Provided data:

···

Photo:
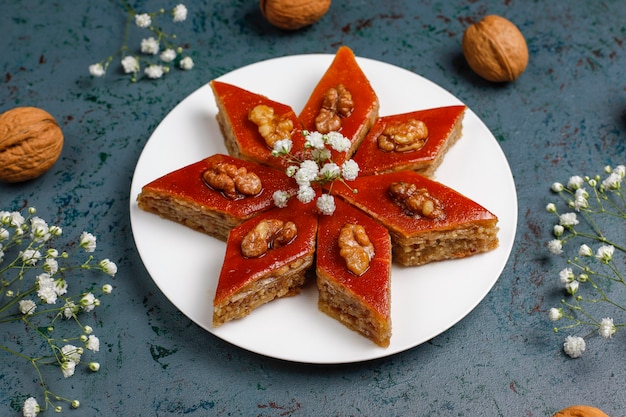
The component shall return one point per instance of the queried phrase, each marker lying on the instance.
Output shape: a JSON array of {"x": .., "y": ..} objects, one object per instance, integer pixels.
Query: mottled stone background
[{"x": 565, "y": 115}]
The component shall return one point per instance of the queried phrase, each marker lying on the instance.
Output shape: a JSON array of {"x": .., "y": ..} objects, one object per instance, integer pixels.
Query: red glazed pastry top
[
  {"x": 189, "y": 183},
  {"x": 372, "y": 287},
  {"x": 439, "y": 122},
  {"x": 236, "y": 103},
  {"x": 373, "y": 196},
  {"x": 239, "y": 270}
]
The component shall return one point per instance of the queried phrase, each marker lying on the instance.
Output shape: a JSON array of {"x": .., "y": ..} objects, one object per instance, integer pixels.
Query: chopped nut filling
[
  {"x": 337, "y": 103},
  {"x": 272, "y": 127},
  {"x": 267, "y": 234},
  {"x": 232, "y": 181},
  {"x": 403, "y": 137},
  {"x": 356, "y": 248},
  {"x": 416, "y": 201}
]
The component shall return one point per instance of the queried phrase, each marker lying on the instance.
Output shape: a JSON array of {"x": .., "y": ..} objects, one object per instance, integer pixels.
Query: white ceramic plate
[{"x": 426, "y": 300}]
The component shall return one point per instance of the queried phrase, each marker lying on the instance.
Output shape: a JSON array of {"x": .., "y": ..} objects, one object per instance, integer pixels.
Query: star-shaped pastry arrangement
[{"x": 393, "y": 212}]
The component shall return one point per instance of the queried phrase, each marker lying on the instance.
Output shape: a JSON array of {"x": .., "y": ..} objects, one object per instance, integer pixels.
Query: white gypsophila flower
[
  {"x": 350, "y": 170},
  {"x": 88, "y": 302},
  {"x": 280, "y": 198},
  {"x": 46, "y": 288},
  {"x": 557, "y": 187},
  {"x": 186, "y": 63},
  {"x": 585, "y": 250},
  {"x": 51, "y": 266},
  {"x": 321, "y": 155},
  {"x": 338, "y": 142},
  {"x": 326, "y": 204},
  {"x": 575, "y": 182},
  {"x": 282, "y": 147},
  {"x": 108, "y": 267},
  {"x": 572, "y": 287},
  {"x": 607, "y": 328},
  {"x": 315, "y": 140},
  {"x": 39, "y": 230},
  {"x": 566, "y": 275},
  {"x": 93, "y": 343},
  {"x": 27, "y": 307},
  {"x": 180, "y": 13},
  {"x": 168, "y": 55},
  {"x": 87, "y": 242},
  {"x": 96, "y": 70},
  {"x": 330, "y": 171},
  {"x": 605, "y": 253},
  {"x": 568, "y": 219},
  {"x": 130, "y": 64},
  {"x": 68, "y": 368},
  {"x": 555, "y": 314},
  {"x": 30, "y": 256},
  {"x": 580, "y": 199},
  {"x": 143, "y": 20},
  {"x": 31, "y": 407},
  {"x": 69, "y": 309},
  {"x": 574, "y": 346},
  {"x": 150, "y": 46},
  {"x": 613, "y": 181},
  {"x": 154, "y": 71},
  {"x": 555, "y": 246},
  {"x": 71, "y": 352},
  {"x": 60, "y": 286},
  {"x": 306, "y": 194}
]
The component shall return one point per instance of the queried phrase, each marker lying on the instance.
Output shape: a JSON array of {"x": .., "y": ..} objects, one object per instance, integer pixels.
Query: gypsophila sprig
[
  {"x": 315, "y": 167},
  {"x": 590, "y": 223},
  {"x": 35, "y": 281},
  {"x": 156, "y": 53}
]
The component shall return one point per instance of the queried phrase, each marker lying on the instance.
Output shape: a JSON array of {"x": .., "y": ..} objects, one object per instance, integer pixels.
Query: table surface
[{"x": 566, "y": 115}]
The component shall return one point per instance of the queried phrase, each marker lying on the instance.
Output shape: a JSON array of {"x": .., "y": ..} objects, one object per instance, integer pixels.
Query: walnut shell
[
  {"x": 293, "y": 14},
  {"x": 30, "y": 143},
  {"x": 495, "y": 49},
  {"x": 580, "y": 411}
]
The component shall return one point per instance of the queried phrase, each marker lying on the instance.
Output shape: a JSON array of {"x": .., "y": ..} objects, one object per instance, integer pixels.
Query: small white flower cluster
[
  {"x": 319, "y": 169},
  {"x": 30, "y": 239},
  {"x": 598, "y": 201},
  {"x": 131, "y": 64}
]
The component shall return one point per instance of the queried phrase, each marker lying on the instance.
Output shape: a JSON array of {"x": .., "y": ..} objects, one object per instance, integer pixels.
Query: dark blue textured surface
[{"x": 565, "y": 115}]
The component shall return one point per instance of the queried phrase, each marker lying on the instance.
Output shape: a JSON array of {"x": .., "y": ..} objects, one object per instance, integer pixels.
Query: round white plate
[{"x": 425, "y": 300}]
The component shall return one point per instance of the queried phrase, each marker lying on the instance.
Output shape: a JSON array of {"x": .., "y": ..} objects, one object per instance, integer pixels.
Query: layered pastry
[
  {"x": 266, "y": 258},
  {"x": 215, "y": 194},
  {"x": 353, "y": 269},
  {"x": 417, "y": 141},
  {"x": 342, "y": 101},
  {"x": 428, "y": 221},
  {"x": 251, "y": 123}
]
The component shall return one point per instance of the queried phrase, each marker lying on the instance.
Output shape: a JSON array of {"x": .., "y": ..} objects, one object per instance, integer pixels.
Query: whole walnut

···

Set task: Give every line back word for word and leave the pictures out.

Worked solution:
Photo:
The component shall return one point per instance of the queried phrase, each marker lying on the instance.
Output shape: a JSON array of {"x": .., "y": ..} objects, one object per instance, integer pixels.
Query: mottled stone background
[{"x": 565, "y": 115}]
The component shall return one point per instance of the queried phrase, each marker lying on the instance.
Output shape: a JSON array of {"x": .., "y": ..} objects, one object per instance, integer pixels.
Query: red glazed pastry top
[
  {"x": 189, "y": 183},
  {"x": 372, "y": 287},
  {"x": 439, "y": 122},
  {"x": 236, "y": 103},
  {"x": 373, "y": 196},
  {"x": 239, "y": 270}
]
The component shall return one point per instance of the queried phrase, each marker lying on the instance.
Output shape: a JSON array of {"x": .., "y": ..} objects, one object per instance, integer pixels.
Query: chopped nut filling
[
  {"x": 337, "y": 103},
  {"x": 272, "y": 127},
  {"x": 267, "y": 234},
  {"x": 232, "y": 181},
  {"x": 403, "y": 137},
  {"x": 356, "y": 248},
  {"x": 416, "y": 201}
]
The component shall return one point per instance of the queried phrase, each marker lying on the instance.
Output shape: a JSON array of {"x": .., "y": ..} objects, one object per instance, integer pixels.
Query: white ceramic plate
[{"x": 426, "y": 300}]
The component shall return one point per instance of the queried phrase, each marker lying on the instance.
Output shape: a JSON array of {"x": .., "y": ..} objects, one object per instance, integer pixels.
Query: star-shaped pastry arrangement
[{"x": 393, "y": 212}]
The component shall return one point per instance of the queried phrase, each marker lying on the instance.
Output shape: a JSON array of {"x": .., "y": ..} objects, one object per instance, integer pixels.
Query: white gypsophila flower
[
  {"x": 350, "y": 170},
  {"x": 88, "y": 302},
  {"x": 280, "y": 198},
  {"x": 46, "y": 288},
  {"x": 557, "y": 187},
  {"x": 186, "y": 63},
  {"x": 585, "y": 250},
  {"x": 51, "y": 266},
  {"x": 321, "y": 155},
  {"x": 338, "y": 142},
  {"x": 326, "y": 204},
  {"x": 575, "y": 182},
  {"x": 282, "y": 147},
  {"x": 108, "y": 267},
  {"x": 572, "y": 287},
  {"x": 607, "y": 328},
  {"x": 315, "y": 140},
  {"x": 39, "y": 230},
  {"x": 566, "y": 275},
  {"x": 93, "y": 343},
  {"x": 27, "y": 307},
  {"x": 180, "y": 13},
  {"x": 168, "y": 55},
  {"x": 87, "y": 242},
  {"x": 96, "y": 70},
  {"x": 330, "y": 171},
  {"x": 605, "y": 253},
  {"x": 568, "y": 219},
  {"x": 130, "y": 64},
  {"x": 68, "y": 368},
  {"x": 555, "y": 314},
  {"x": 30, "y": 256},
  {"x": 580, "y": 199},
  {"x": 143, "y": 20},
  {"x": 31, "y": 407},
  {"x": 69, "y": 309},
  {"x": 574, "y": 346},
  {"x": 150, "y": 46},
  {"x": 613, "y": 181},
  {"x": 154, "y": 71},
  {"x": 555, "y": 246},
  {"x": 71, "y": 352},
  {"x": 60, "y": 286},
  {"x": 306, "y": 194}
]
The component shall return one point per instance of the queried phrase, each marker lying on the instance.
Output shape: a JSON array of {"x": .., "y": ..} objects, one object per instance, integer pixels.
Query: gypsophila sprig
[
  {"x": 315, "y": 167},
  {"x": 590, "y": 223},
  {"x": 35, "y": 281},
  {"x": 156, "y": 53}
]
The component shall return one point per instance of the queried phrase, each marker lying on the instance.
Output shape: a JSON array of {"x": .., "y": ..} objects, one object per instance, integer pixels.
Query: table surface
[{"x": 566, "y": 115}]
The component shall return one point per instance of the queried phrase, each marker lying on the instance.
Output shape: a JSON array of {"x": .., "y": ..} objects, one object per instance, integer pixels.
Query: walnut shell
[
  {"x": 293, "y": 14},
  {"x": 30, "y": 143},
  {"x": 495, "y": 49},
  {"x": 580, "y": 411}
]
The component shall return one point per instance of the queried phrase, each marker lying on the instance.
Output shape: a JSON array of {"x": .., "y": ..} objects, one object per instance, integer pixels.
Query: small white flower cluster
[
  {"x": 319, "y": 169},
  {"x": 30, "y": 239},
  {"x": 598, "y": 201},
  {"x": 131, "y": 64}
]
The component shall return one point per instance of the queried phrase, each marker lying on the instance.
Output shape: a JSON array of {"x": .., "y": ..} objects, one object per instance, integer pixels.
Query: dark blue textured surface
[{"x": 565, "y": 115}]
The component shall return one point per instance of the queried phrase, each marker lying on the instance.
Output shape: a JSON array of {"x": .., "y": ..} objects, one object per instance, integer pixels.
Query: round white plate
[{"x": 425, "y": 300}]
The component shall return one point per instance of the queried phrase, each marker lying on the instance.
Output shape: a JSON array of {"x": .., "y": ..} objects, one object per instance, integer pixels.
Query: layered pastry
[
  {"x": 266, "y": 258},
  {"x": 215, "y": 194},
  {"x": 353, "y": 269},
  {"x": 417, "y": 141},
  {"x": 342, "y": 101},
  {"x": 428, "y": 221},
  {"x": 251, "y": 123}
]
The component shall return one point per instance of the queried phrase, each marker lying on the instance.
Output shape: a JSON array of {"x": .., "y": ..} objects, one object per instance, integer pixels.
Query: whole walnut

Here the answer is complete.